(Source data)

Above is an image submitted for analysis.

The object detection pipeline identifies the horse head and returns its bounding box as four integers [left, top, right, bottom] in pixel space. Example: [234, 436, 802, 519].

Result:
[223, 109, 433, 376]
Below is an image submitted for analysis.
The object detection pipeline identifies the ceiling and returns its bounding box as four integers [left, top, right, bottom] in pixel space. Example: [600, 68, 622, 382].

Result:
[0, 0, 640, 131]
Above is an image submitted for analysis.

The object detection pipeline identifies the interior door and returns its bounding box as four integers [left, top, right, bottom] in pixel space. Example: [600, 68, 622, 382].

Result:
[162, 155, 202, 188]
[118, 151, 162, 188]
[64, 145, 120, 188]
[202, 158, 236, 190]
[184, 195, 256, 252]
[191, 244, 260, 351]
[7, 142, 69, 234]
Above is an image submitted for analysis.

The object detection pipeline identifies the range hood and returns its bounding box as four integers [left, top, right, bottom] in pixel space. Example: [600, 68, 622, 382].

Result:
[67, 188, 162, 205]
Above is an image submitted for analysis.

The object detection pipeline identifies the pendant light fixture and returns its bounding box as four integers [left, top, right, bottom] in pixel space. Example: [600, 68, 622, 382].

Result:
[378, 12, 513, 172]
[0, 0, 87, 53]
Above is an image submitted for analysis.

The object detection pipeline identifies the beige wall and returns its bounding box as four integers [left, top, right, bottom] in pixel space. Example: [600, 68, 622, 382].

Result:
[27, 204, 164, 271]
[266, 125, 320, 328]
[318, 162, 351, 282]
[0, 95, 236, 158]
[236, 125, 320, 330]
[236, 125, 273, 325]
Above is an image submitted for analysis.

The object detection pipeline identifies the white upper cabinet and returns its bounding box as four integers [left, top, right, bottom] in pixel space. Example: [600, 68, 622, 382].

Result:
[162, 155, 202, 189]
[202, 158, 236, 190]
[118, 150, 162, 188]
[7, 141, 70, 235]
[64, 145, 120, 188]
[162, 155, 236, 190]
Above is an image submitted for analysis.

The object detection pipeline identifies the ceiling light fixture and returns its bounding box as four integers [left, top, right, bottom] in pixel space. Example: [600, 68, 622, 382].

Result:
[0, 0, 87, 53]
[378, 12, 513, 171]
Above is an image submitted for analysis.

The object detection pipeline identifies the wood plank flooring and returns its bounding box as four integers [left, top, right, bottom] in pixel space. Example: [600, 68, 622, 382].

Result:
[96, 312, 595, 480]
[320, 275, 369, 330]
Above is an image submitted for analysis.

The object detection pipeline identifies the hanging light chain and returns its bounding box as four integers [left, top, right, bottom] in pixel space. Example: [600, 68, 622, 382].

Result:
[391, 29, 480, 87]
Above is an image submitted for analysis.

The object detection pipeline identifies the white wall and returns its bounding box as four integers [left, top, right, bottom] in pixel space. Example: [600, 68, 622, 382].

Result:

Set task. Can you edit the records from their start up to and including the line with "[223, 109, 433, 376]" so that "horse head" becomes "zebra head", with everything else left unchanged? Return only those lines.

Result for this task.
Above is an image submitted for analysis.

The object detection pipeline identifies the zebra head and returns its bounding box as four integers [left, top, right, bottom] in pixel space. Example: [234, 436, 802, 519].

Result:
[223, 109, 433, 376]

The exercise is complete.